Data in this exercise:
------------------------------------------------------------------------
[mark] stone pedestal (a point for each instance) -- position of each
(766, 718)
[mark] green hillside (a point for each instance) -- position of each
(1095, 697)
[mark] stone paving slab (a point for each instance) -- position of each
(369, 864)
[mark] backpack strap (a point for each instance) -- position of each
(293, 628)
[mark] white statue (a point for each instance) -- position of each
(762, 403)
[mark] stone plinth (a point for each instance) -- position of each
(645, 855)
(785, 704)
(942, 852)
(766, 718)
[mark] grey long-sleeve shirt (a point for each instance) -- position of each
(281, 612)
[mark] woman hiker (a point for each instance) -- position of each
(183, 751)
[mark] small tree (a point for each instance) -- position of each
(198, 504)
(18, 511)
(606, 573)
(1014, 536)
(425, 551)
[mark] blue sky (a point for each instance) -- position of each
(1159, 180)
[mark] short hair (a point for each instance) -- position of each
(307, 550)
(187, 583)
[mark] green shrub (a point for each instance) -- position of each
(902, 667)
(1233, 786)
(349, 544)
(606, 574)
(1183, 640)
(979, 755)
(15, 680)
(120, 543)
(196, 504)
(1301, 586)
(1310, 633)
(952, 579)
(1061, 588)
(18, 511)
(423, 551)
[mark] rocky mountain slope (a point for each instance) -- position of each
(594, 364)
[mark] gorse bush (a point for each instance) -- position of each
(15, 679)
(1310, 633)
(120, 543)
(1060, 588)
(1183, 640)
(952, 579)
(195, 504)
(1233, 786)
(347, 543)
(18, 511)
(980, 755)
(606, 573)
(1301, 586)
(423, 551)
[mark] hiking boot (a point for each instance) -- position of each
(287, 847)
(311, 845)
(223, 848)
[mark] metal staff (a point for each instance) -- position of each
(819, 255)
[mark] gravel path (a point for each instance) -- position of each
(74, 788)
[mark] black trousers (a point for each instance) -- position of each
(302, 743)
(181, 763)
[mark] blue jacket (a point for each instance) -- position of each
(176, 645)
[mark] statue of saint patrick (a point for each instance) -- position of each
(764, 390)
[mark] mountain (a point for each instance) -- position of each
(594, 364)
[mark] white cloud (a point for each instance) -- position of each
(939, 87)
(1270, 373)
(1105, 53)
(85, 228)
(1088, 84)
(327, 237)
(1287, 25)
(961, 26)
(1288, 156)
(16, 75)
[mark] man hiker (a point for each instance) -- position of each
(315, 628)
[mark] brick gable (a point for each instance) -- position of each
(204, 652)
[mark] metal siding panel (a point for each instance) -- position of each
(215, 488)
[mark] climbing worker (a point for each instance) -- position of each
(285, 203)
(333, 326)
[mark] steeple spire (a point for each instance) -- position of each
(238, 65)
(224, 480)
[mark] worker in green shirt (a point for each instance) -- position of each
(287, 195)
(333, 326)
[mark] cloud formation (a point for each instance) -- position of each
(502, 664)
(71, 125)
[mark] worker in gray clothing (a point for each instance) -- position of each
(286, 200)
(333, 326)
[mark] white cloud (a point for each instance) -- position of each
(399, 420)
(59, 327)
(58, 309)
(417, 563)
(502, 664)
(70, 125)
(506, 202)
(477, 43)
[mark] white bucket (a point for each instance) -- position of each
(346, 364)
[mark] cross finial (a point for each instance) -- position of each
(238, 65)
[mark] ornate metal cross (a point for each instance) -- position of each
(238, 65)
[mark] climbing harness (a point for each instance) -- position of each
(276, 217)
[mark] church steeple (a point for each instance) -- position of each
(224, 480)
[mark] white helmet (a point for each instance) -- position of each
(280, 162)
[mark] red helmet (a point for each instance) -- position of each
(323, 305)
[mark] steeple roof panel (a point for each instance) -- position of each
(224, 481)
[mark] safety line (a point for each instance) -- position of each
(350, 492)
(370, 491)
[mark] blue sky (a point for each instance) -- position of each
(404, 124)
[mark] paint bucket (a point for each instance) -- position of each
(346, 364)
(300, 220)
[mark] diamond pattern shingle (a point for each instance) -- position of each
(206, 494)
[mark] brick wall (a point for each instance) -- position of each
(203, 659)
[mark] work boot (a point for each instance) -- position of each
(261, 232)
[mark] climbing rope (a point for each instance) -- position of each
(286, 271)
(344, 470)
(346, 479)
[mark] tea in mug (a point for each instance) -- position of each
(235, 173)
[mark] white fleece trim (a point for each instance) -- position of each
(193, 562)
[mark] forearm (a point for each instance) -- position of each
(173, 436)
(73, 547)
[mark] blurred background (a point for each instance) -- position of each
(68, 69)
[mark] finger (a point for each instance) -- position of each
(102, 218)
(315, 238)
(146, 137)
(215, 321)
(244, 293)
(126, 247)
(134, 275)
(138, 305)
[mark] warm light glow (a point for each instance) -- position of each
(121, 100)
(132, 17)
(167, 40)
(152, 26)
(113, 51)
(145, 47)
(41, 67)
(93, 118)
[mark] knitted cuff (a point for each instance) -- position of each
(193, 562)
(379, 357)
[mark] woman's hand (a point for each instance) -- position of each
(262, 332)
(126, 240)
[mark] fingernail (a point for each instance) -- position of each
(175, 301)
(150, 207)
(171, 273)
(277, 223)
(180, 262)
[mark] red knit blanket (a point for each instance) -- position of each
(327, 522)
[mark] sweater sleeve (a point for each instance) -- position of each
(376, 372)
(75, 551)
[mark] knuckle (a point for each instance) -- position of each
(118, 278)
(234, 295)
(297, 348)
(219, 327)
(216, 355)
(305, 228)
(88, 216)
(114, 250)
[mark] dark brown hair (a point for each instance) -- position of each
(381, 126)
------------------------------------------------------------------------
The problem: Using the listing above, please repeat every entry exactly.

Solution for this exercise:
[mark] stone pedestal (a point for each instance) -- position of each
(766, 718)
[mark] green hillside (a point for each instance) -- position of each
(1095, 697)
[mark] stone paving slab (a point for each instance) -- position of each
(369, 864)
[mark] backpack strap (a point for each instance) -- position of each
(293, 628)
[mark] white statue (a point for each instance) -- position of each
(762, 403)
[mark] stone plinth (a point for each instance) -- position of each
(645, 855)
(785, 704)
(942, 852)
(766, 718)
[mark] grey long-sleeve shirt (a point for each instance) -- position of each
(281, 612)
[mark] woman hiker (a point for each instance) -- position of each
(183, 751)
[mark] small tree (a point for each instance) -- position of each
(198, 504)
(18, 511)
(606, 573)
(1014, 536)
(425, 551)
[mark] blue sky (a point for each instance) -- position of each
(1159, 180)
[mark] short hair (a point for each instance) -- position of each
(307, 550)
(187, 583)
[mark] green shrub (a point for each instance) -- position of each
(902, 667)
(1233, 786)
(349, 544)
(606, 574)
(1183, 640)
(979, 755)
(15, 680)
(120, 543)
(196, 504)
(1301, 586)
(1310, 633)
(952, 579)
(1061, 588)
(18, 511)
(423, 551)
[mark] rocky mountain slope (a point for each instance) -- position of each
(594, 364)
[mark] gorse bush (a point for each instance) -- position of each
(15, 679)
(1310, 633)
(120, 543)
(1060, 588)
(1183, 640)
(952, 579)
(195, 504)
(1233, 786)
(347, 543)
(18, 511)
(980, 755)
(606, 573)
(1301, 586)
(423, 551)
[mark] hiking boot (a point for each instance) -- position of each
(287, 847)
(311, 845)
(223, 848)
[mark] metal staff (a point for each instance) -- position of each
(819, 255)
[mark] gravel path (a point for each instance) -- position of each
(74, 788)
[mark] black trousers (a point for each instance) -- position of each
(302, 743)
(181, 763)
[mark] blue jacket (a point for each instance) -- position of each
(176, 645)
[mark] statue of saint patrick (a point for each instance) -- position of each
(764, 390)
[mark] mountain (a point for each instance) -- position of each
(594, 364)
[mark] white cloud (a point for each instance) -- position of each
(939, 87)
(1270, 373)
(1105, 53)
(85, 228)
(1088, 84)
(327, 237)
(1287, 25)
(961, 26)
(1288, 156)
(16, 75)
[mark] man hiker (a point for each instance) -- position of each
(315, 628)
[mark] brick gable (a point for each instance) -- position of each
(204, 652)
[mark] metal siding panel (a point for each instance) -- position of each
(215, 488)
[mark] climbing worker (a point for each instance) -- position of each
(285, 203)
(333, 326)
[mark] steeple spire (a point for each instance) -- position of each
(238, 65)
(224, 480)
[mark] worker in green shirt (a point for each instance) -- position of each
(287, 195)
(333, 326)
[mark] cloud formation (a point for each instance) -- position of each
(502, 664)
(71, 125)
[mark] worker in gray clothing (a point for each instance) -- position of each
(286, 200)
(333, 326)
[mark] white cloud (a point for each instance) -- position of each
(399, 420)
(59, 327)
(58, 309)
(417, 563)
(502, 664)
(70, 125)
(506, 202)
(477, 43)
[mark] white bucket (a point for each instance) -- position of each
(346, 364)
[mark] cross finial (a point for each instance) -- position of each
(238, 65)
[mark] ornate metal cross (a point for each instance) -- position of each
(238, 65)
[mark] climbing harness (a point for each instance) -- position of each
(276, 217)
[mark] church steeple (a point for each instance) -- position of each
(224, 480)
[mark] white helmet (a point for each instance) -- position of each
(280, 162)
[mark] red helmet (a point for each instance) -- position of each
(323, 305)
[mark] steeple roof panel (a point for each instance) -- position of each
(224, 481)
[mark] safety line (a point for each instance) -- position of each
(350, 492)
(370, 491)
[mark] blue sky (a point for each instance) -- position of each
(404, 124)
[mark] paint bucket (a point for each instance) -- position of each
(346, 364)
(300, 220)
[mark] diamond pattern shingle (a point for each instance) -- position of each
(206, 494)
[mark] brick wall (a point for each instance) -- position of each
(203, 659)
[mark] work boot (a point for each instance) -- position of each
(261, 232)
[mark] climbing rope (a point for each instance) -- position of each
(286, 271)
(344, 470)
(346, 479)
[mark] tea in mug (a point for each instance) -- position of each
(235, 173)
[mark] white fleece trim (a point for each instance) -- position of each
(193, 562)
[mark] forearm (a point for each instance) -- position of each
(173, 436)
(73, 547)
[mark] blurred background (a point for each instance) -- position of each
(68, 69)
[mark] finger (a point for each instance) -- position of each
(102, 218)
(315, 238)
(146, 137)
(215, 321)
(244, 293)
(126, 247)
(134, 275)
(138, 305)
[mark] warm light glow (a point for each instance) -- position of each
(121, 100)
(132, 17)
(167, 40)
(152, 26)
(113, 51)
(145, 47)
(41, 67)
(93, 118)
[mark] knitted cuff (a point for each instance) -- position of each
(193, 562)
(379, 357)
[mark] woman's hand (a point for each instance) -- position of each
(262, 332)
(126, 240)
[mark] fingernail (a point for each instance) -- position of each
(175, 301)
(150, 207)
(171, 273)
(277, 223)
(180, 262)
[mark] red knit blanket (a point for each instance) -- position of each
(327, 522)
[mark] sweater sleeve (a point for each instance) -- position of each
(376, 372)
(75, 551)
[mark] knuckle (a point for each instance) -- position of each
(118, 278)
(234, 295)
(297, 348)
(219, 327)
(216, 355)
(305, 228)
(88, 216)
(114, 250)
[mark] dark brown hair (a point for each instance) -- position of each
(381, 126)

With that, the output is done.